> **PROBLEMS AND TASKS**
(1) Rewrite the paragraph in the Recipe Judge page that begins "Auto-chunking is enabled by default. The judge automatically" as a short bulleted list, keeping its main facts.
(2) Answer these questions from the Recipe Judge page:
(a) Which evaluation mode is the default?
(b) What safety margin is applied when output size is compared against the model's context window?
(c) Which flag makes the judge chunk all outputs regardless of size?
(3) Carry on the Recipe Judge page from its last sentence, in the same documentation style.

Recipe Judge

Recipe Judge analyzes execution traces from multi-agent workflows to evaluate context flow, memory usage, and knowledge retrieval effectiveness.

How It Works

Quick Start

CLI
Python

# Run a recipe with trace saving
praisonai recipe run my-recipe --save --name my-test-run

# Judge the execution
praisonai recipe judge my-test-run

# Judge with fix recommendations
praisonai recipe judge my-test-run --yaml agents.yaml

from praisonai.replay import (
    ContextTraceReader,
    ContextEffectivenessJudge,
    format_judge_report,
)

# Load trace
reader = ContextTraceReader("my-test-run")
events = reader.get_all()

# Judge
judge = ContextEffectivenessJudge(mode="context")
report = judge.judge_trace(events, session_id="my-test-run")

# Display
print(format_judge_report(report))

Evaluation Modes

Context Mode

Evaluates context flow between agents (default)

Memory Mode

Evaluates memory store/search effectiveness

Knowledge Mode

Evaluates knowledge retrieval quality

CLI Commands

praisonai recipe judge run-abc123

Auto-Chunking (Default)

Auto-chunking is enabled by default. The judge automatically detects when agent outputs exceed the model’s context window and intelligently chunks them for evaluation. Use --no-auto-chunk to disable.

Default (Auto-Chunk)
Disable Auto-Chunk
Force Chunked

Auto-chunking is enabled by default:

praisonai recipe judge my-trace-id

The judge will automatically chunk large outputs.

Disable auto-chunking for faster evaluation:

praisonai recipe judge my-trace-id --no-auto-chunk

Outputs will be truncated if they exceed context limits.

Force chunked evaluation for all outputs:

praisonai recipe judge my-trace-id --chunked

All outputs are chunked regardless of size.

How Auto-Chunking Works

Token Estimation: Estimates token count using character/word heuristics
Context Check: Compares against model’s context window (with 80% safety margin)
Smart Chunking: If needed, splits output into optimal chunks
Parallel Evaluation: Each chunk is evaluated independently
Score Aggregation: Chunk scores are combined using weighted average

When to Disable Auto-Chunking

Speed: Auto-chunking adds latency for token counting
Simple Tasks: Short outputs that never exceed context
Cost: Chunked evaluation uses more API calls
Debugging: To see raw truncated behavior

Manual Chunked Evaluation

For large agent outputs that exceed LLM context limits, chunked evaluation splits the output into multiple chunks, evaluates each separately, and aggregates the scores. This preserves ALL content instead of truncating.

> **DATASET RECORDS**
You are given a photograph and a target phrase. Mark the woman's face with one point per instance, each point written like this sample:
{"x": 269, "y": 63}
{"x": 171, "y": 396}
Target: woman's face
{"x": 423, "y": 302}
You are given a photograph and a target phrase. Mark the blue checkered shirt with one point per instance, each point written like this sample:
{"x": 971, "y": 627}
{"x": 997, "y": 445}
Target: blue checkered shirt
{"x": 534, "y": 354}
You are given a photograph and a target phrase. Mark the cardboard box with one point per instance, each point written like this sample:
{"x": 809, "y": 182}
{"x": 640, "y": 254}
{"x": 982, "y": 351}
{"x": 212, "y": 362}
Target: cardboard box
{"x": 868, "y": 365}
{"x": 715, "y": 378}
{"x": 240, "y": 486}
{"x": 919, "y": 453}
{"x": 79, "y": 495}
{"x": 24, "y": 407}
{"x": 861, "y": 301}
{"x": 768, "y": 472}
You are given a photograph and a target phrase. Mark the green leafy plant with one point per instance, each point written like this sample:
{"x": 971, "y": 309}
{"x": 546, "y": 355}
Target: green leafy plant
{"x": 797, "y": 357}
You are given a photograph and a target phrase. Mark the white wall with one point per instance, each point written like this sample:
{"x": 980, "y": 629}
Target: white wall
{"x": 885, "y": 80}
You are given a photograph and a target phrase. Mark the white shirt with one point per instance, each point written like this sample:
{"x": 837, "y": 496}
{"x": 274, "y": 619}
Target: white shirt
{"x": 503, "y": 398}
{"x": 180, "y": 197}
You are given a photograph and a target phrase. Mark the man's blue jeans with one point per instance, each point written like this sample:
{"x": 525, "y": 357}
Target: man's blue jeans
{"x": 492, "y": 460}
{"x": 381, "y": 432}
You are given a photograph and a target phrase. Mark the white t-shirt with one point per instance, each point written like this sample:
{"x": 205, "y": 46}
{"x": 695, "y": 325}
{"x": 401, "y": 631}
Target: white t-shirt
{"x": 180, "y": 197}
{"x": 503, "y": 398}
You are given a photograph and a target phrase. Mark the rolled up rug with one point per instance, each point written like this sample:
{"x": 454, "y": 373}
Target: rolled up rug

> **REPLIES**
(1)
- Auto-chunking is on by default.
- The judge detects when agent outputs exceed the model's context window.
- It chunks those outputs for evaluation.
- The --no-auto-chunk option turns it off.

(2)
(a) Context Mode
(b) 80%
(c) --chunked

(3)
When to Use Chunked Evaluation

Agent outputs exceed 3000+ characters
You’re seeing [TRUNCATED] in evaluation results
Important information in the middle of outputs is being lost
You need comprehensive evaluation of long-form content

Aggregation Strategies

Strategy	Description	Use Case
`weighted_average`	Weight by chunk size (default)	Balanced evaluation
`average`	Simple average	Equal weight to all chunks
`min`	Use minimum score	Conservative/strict evaluation
`max`	Use maximum score	Optimistic evaluation

Chunk Configuration

Option	Default	Description
`--chunk-size`	8000	Max characters per chunk (optimized for 128K context models)
`--max-chunks`	5	Max chunks per agent (allows up to 40K chars total)
`--aggregation`	weighted_average	Score aggregation strategy

Scoring Criteria

Task Achievement (1-10)

Did the agent accomplish what it was asked to do?

10: Perfect task completion
6-9: Mostly complete with minor issues
3-5: Partial completion
1-2: Failed to complete task

Context Utilization (1-10)

How well did the agent use provided context?

10: Fully utilized all relevant context
6-9: Good use of context
3-5: Partial context usage
1-2: Ignored important context

Output Quality (1-10)

Does the output match expected format and quality?

10: Perfect output quality
6-9: Good quality with minor issues
3-5: Acceptable but needs improvement
1-2: Poor quality output

Instruction Following (1-10)

Did the agent follow specific instructions?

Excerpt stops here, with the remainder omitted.